> [Tasks for this exercise]:
1) Please reproduce the stretch of the dalmatian article below from "Breeder Melissa O'Brien" through "and dealing with.".
2) Answer these questions using the dalmatian article below:
(a) How much weight did Melody gain during her pregnancy?
(b) How many people helped O'Brien and Melody deliver the puppies?
(c) How many of the pups will Louise keep?

> [Source]:
----
Louise said: "Fortunately, we have a lot of outside space and the dogs have lots of things to play with.
"They've got their own Wendy House, and swings and slides that they love to play on. Some sleep in the kitchen, some sleep in the utility room, and some sleep in the living room. A couple occasionally join me in bed."
She added that she will keep only one of the pups, with the rest going to new owners.
But while Nellie has clearly done a great job, she was one puppy shy of a record-breaking dalmatian litter born in Australia last year.
Breeder Melissa O'Brien said her dog, Melody, gained 15 kilograms during her pregnancy, so she knew it would be a big litter - but she didn't realise quite how big it would be. They were born by C-section, and speaking to local reporters, Melissa said it was like a 'never-ending supply'.
A team of eight people helped O'Brien and Melody deliver the puppies, which all came out white, instead of spotted like their mother. The puppies develop their spots as they get older - as Cruella de Vil famously found out.
Assisting in the delivery was vet Chris Wolmarans. Speaking to 9 News, he said: "We knew this was big... Everybody had a puppy they were resuscitating, and cleaning, and dealing with.
"It's a picture because they're just white, and you think what's gone wrong here... But the spots actually only come out, sort of, the week later."
----
> [Dataset rows]:
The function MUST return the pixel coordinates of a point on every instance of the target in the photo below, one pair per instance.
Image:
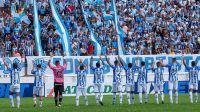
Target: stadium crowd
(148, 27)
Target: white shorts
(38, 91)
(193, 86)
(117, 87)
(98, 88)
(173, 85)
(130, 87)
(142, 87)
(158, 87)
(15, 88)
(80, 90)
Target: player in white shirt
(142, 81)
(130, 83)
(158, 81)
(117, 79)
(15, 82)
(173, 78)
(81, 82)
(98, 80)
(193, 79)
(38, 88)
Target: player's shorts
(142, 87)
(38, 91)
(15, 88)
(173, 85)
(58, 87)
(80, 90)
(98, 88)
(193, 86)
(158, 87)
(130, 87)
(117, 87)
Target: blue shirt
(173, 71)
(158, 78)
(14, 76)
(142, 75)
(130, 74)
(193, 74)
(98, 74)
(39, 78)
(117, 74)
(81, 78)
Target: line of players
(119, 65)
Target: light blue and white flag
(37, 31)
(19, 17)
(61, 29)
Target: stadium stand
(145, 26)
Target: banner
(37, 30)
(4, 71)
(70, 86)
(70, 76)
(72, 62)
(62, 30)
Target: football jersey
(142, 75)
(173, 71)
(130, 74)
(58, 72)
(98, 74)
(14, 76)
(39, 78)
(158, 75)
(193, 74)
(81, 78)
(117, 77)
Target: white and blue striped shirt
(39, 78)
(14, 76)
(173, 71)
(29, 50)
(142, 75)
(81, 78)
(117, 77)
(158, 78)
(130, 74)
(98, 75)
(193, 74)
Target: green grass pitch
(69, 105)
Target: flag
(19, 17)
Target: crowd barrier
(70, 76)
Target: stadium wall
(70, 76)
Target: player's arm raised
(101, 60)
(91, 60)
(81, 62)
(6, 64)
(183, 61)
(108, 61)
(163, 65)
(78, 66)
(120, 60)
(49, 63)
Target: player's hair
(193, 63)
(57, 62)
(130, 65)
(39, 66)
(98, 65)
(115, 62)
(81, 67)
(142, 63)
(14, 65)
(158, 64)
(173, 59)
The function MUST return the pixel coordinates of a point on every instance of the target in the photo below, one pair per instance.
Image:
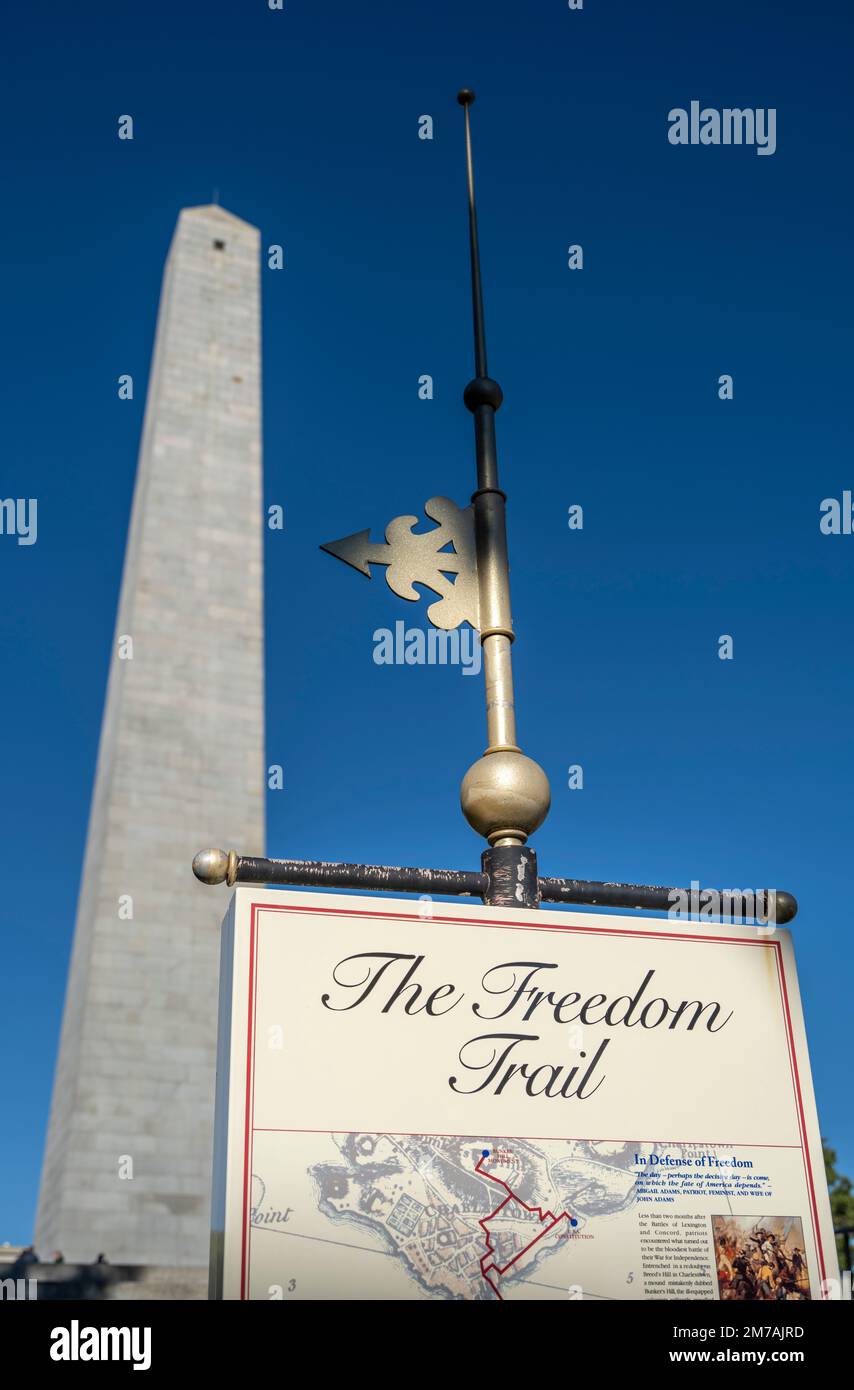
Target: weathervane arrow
----
> [Written answers]:
1)
Breeder Melissa O'Brien said her dog, Melody, gained 15 kilograms during her pregnancy, so she knew it would be a big litter - but she didn't realise quite how big it would be. They were born by C-section, and speaking to local reporters, Melissa said it was like a 'never-ending supply'.
A team of eight people helped O'Brien and Melody deliver the puppies, which all came out white, instead of spotted like their mother. The puppies develop their spots as they get older - as Cruella de Vil famously found out.
Assisting in the delivery was vet Chris Wolmarans. Speaking to 9 News, he said: "We knew this was big... Everybody had a puppy they were resuscitating, and cleaning, and dealing with.

2)
(a) 15 kilograms
(b) Eight
(c) One